▸ **Données extraites**
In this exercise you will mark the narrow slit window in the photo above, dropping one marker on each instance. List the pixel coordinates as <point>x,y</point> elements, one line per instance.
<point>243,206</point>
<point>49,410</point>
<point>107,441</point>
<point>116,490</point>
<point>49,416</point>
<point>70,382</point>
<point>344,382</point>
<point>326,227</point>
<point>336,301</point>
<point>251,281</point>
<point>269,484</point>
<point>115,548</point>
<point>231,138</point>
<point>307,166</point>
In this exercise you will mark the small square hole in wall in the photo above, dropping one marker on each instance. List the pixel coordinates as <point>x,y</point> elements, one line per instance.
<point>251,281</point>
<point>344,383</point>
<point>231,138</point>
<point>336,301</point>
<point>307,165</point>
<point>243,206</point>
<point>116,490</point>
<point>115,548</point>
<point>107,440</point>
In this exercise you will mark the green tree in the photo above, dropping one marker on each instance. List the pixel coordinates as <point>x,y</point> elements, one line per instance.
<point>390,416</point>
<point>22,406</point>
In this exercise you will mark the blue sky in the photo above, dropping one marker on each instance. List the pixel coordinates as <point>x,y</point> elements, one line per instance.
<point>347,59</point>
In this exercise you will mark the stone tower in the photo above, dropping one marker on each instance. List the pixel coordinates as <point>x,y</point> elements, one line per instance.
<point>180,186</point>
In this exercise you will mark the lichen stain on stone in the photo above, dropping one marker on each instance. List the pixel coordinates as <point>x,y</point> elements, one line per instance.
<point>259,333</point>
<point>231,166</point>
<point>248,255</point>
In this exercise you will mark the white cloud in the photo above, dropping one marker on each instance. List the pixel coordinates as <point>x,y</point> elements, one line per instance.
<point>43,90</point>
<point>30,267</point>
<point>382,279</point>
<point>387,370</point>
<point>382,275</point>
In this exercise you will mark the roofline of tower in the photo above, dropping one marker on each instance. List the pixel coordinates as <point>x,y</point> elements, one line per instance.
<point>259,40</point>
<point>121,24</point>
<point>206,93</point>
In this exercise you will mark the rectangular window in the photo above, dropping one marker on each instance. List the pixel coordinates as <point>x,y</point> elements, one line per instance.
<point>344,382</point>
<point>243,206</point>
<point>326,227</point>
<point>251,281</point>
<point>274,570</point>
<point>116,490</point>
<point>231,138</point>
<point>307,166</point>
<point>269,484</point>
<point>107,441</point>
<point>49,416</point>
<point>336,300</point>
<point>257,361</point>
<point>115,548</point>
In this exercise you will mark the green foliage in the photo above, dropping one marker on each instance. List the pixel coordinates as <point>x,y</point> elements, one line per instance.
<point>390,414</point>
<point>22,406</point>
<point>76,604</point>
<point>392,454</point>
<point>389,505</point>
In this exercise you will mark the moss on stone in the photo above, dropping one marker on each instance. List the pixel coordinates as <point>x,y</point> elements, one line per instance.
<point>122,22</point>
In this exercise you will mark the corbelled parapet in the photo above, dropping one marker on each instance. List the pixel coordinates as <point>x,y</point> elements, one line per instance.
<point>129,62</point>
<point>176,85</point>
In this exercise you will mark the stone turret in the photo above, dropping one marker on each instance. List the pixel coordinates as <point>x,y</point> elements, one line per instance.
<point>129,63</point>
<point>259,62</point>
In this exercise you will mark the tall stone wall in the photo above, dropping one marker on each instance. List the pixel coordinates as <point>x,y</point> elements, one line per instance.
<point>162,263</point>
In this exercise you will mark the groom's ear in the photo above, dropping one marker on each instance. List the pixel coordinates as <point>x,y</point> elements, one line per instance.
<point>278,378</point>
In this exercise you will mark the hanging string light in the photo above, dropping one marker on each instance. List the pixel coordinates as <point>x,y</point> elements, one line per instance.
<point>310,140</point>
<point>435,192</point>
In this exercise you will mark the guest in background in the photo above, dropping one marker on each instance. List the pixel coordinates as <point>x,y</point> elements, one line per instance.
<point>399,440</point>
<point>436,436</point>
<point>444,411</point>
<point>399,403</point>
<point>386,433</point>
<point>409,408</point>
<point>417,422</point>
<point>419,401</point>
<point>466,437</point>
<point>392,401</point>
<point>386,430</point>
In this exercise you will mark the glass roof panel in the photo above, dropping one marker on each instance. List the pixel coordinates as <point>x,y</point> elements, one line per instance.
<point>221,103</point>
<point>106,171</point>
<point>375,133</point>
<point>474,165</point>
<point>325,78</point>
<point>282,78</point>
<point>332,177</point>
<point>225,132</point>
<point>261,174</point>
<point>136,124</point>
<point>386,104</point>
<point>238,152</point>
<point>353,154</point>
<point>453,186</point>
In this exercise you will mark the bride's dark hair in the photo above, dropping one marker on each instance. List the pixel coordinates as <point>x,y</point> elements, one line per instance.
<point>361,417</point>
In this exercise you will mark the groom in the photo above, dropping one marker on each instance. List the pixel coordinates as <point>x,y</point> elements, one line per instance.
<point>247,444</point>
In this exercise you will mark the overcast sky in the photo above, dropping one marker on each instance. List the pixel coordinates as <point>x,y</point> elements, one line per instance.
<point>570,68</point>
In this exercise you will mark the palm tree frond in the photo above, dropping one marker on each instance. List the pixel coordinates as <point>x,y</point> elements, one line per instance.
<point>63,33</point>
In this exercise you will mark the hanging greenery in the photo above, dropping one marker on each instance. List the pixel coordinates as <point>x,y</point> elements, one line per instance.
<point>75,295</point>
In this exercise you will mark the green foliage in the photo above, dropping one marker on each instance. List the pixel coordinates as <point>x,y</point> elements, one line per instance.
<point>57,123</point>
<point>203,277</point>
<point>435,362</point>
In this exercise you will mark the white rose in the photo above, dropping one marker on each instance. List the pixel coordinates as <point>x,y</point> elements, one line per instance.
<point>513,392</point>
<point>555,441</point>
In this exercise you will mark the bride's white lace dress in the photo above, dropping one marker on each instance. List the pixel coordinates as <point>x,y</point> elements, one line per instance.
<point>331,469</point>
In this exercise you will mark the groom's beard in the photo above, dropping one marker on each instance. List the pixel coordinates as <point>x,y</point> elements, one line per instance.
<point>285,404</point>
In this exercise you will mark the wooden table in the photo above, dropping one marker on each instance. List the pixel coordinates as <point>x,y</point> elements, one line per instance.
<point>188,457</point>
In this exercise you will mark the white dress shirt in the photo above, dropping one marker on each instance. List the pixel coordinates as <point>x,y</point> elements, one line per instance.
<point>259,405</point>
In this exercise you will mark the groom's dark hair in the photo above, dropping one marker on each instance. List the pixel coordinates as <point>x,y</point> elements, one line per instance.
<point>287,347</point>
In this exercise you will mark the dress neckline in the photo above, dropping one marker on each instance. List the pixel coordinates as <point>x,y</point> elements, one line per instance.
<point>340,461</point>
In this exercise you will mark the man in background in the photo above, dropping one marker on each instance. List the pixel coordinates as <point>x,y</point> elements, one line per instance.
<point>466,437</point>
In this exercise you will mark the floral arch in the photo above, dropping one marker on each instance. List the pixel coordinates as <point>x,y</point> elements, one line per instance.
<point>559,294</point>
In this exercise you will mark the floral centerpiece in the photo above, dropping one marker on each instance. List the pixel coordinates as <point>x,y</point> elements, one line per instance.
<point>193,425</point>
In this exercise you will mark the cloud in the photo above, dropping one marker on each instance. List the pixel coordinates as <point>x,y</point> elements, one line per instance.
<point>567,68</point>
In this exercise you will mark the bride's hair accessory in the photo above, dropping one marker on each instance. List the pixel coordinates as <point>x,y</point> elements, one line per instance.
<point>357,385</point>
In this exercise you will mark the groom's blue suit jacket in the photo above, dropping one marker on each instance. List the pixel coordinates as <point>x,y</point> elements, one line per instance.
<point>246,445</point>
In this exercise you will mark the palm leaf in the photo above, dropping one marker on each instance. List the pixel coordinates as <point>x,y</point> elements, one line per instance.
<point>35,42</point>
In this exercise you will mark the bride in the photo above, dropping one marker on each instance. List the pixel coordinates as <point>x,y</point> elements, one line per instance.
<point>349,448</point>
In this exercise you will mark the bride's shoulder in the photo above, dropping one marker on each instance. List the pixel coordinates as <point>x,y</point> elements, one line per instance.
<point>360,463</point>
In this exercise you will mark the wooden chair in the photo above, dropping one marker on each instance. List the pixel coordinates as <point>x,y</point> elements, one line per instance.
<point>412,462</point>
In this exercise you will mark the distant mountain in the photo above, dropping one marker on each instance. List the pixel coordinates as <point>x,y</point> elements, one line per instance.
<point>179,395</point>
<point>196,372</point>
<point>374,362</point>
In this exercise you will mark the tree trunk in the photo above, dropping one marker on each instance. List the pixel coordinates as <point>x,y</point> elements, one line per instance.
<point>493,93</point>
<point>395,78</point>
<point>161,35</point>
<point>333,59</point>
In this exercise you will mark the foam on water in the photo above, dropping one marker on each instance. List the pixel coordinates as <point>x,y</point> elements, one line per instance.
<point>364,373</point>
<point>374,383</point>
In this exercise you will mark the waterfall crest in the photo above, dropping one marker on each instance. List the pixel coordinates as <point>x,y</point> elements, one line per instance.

▸ **Consignes et exigences**
Réécrivez les lignes qui commencent à celle contenant « In this exercise you will mark the blue » et se terminent à celle contenant « <point>180,186</point> », en remplaçant « stone tower » par « watchtower » sans rien modifier d'autre.

▸ **Résultat obtenu**
In this exercise you will mark the blue sky in the photo above, dropping one marker on each instance. List the pixel coordinates as <point>x,y</point> elements, one line per instance.
<point>347,59</point>
In this exercise you will mark the watchtower in the photo above, dropping one marker on each instance. List the pixel coordinates as <point>x,y</point> elements, one line per instance.
<point>180,186</point>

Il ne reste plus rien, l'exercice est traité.